__Exercise requirements__. At the line with "Note to the class: point out the thin", start repeating the data, and continue line by line through the final line, exactly.

**** Data shown ****

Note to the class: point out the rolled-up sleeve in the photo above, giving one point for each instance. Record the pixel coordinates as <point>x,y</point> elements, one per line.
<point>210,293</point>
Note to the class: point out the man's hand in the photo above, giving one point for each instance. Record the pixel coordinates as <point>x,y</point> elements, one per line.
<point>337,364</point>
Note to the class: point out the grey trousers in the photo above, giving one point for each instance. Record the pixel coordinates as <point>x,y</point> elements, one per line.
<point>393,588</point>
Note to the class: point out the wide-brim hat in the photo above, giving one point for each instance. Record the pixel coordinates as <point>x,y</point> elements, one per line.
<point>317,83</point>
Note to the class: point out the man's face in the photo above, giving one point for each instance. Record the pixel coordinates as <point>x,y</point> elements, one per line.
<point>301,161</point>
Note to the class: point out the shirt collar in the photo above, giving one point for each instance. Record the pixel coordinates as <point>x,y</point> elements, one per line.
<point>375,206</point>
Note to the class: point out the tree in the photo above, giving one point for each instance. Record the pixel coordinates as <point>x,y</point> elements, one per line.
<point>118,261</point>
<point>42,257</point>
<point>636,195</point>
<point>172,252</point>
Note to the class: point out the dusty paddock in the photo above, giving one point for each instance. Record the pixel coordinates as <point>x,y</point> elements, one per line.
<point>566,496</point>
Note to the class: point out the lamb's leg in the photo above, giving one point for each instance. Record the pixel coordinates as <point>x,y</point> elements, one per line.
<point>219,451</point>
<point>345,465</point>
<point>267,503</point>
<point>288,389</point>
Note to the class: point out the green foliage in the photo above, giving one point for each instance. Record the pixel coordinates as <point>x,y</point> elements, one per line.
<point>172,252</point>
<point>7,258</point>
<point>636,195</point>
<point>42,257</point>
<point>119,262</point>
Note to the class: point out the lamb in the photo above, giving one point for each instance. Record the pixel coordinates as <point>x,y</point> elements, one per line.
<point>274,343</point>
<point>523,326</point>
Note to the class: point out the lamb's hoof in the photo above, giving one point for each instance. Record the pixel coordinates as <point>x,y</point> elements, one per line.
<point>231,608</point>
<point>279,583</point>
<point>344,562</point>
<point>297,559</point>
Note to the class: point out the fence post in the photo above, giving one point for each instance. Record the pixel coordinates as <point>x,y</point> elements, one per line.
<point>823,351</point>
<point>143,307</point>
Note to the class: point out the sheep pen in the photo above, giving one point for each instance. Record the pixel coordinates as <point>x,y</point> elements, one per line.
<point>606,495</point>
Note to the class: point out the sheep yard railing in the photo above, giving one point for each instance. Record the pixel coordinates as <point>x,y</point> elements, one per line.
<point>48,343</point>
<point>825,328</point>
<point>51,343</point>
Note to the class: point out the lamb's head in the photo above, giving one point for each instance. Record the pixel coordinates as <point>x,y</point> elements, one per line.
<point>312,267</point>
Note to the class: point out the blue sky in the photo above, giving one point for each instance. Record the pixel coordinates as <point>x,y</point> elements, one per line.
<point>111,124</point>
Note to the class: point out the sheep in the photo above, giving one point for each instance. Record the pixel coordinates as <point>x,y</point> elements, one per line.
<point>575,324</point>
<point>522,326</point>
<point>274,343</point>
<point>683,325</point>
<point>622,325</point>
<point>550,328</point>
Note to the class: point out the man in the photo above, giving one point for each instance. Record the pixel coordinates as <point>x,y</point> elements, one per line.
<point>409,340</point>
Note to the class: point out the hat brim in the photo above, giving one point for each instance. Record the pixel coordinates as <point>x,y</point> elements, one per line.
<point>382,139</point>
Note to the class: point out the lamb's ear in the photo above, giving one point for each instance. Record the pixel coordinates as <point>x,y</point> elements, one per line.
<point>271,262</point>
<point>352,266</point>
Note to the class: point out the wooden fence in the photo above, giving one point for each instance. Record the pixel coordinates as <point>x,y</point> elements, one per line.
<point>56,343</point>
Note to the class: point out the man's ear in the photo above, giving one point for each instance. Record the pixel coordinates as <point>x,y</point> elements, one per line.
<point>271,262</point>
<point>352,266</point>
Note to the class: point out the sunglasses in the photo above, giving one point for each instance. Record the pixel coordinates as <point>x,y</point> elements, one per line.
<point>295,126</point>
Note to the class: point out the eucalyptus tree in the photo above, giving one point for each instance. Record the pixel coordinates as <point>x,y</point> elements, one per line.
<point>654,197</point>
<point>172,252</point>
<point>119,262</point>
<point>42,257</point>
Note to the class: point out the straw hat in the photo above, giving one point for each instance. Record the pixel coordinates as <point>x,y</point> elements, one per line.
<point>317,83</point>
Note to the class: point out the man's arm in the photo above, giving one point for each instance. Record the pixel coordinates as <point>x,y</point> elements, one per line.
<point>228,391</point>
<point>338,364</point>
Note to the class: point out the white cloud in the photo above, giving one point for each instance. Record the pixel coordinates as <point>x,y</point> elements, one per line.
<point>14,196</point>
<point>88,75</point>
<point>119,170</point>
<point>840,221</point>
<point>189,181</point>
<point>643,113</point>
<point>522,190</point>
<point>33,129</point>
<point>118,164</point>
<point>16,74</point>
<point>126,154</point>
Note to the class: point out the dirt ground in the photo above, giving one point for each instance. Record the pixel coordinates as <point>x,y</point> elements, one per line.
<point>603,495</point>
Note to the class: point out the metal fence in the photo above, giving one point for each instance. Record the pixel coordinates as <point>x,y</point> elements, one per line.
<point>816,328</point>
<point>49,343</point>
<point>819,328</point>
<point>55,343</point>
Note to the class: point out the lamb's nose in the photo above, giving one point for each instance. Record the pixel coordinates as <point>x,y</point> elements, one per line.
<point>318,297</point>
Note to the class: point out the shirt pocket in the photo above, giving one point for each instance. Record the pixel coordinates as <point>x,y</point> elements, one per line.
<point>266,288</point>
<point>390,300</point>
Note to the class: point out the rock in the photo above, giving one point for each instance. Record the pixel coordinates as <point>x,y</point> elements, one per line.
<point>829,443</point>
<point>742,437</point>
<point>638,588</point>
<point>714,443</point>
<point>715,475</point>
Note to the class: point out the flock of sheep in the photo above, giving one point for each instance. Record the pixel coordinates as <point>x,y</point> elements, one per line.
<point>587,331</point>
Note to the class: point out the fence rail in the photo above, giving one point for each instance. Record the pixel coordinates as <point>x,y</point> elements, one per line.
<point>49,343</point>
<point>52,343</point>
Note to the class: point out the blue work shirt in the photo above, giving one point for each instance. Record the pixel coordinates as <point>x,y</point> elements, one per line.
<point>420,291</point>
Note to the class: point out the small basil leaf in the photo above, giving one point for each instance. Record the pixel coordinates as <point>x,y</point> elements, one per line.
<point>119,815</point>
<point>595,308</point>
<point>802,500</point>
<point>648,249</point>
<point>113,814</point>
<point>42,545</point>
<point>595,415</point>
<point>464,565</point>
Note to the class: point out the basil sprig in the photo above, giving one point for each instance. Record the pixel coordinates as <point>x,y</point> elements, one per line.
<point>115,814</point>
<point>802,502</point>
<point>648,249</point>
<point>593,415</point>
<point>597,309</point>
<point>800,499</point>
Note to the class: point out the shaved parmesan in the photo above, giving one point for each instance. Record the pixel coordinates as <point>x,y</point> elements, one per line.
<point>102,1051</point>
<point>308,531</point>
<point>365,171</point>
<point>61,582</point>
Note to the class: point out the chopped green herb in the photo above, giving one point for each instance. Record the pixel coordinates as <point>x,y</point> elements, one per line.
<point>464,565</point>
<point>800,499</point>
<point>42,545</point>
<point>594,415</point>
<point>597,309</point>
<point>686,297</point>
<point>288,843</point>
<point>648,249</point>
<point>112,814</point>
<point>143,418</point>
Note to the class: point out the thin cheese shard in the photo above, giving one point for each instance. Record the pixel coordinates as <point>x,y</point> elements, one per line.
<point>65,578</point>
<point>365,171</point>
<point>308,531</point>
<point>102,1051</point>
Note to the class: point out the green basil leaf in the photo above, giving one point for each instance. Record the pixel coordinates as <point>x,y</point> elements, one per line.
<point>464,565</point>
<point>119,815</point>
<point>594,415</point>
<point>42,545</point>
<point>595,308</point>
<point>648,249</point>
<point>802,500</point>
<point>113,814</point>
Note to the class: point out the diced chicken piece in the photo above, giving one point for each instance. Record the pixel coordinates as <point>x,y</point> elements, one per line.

****

__Result of this task__.
Note to the class: point out the thin cheese shard in the photo above, giving one point for each instance. Record the pixel coordinates as <point>x,y</point> elements, one per line.
<point>65,578</point>
<point>365,171</point>
<point>308,531</point>
<point>102,1051</point>
Note to the class: point out the green basil leaf in the photo above, giving one point for each instance. Record the pixel coordinates as <point>x,y</point> elements, one per line.
<point>464,565</point>
<point>119,815</point>
<point>594,415</point>
<point>42,545</point>
<point>595,308</point>
<point>648,249</point>
<point>802,500</point>
<point>113,814</point>
Note to the class: point out the diced chicken piece in the photo above, giving one point for each instance. Record the pixel coordinates as <point>x,y</point> elements, one per line.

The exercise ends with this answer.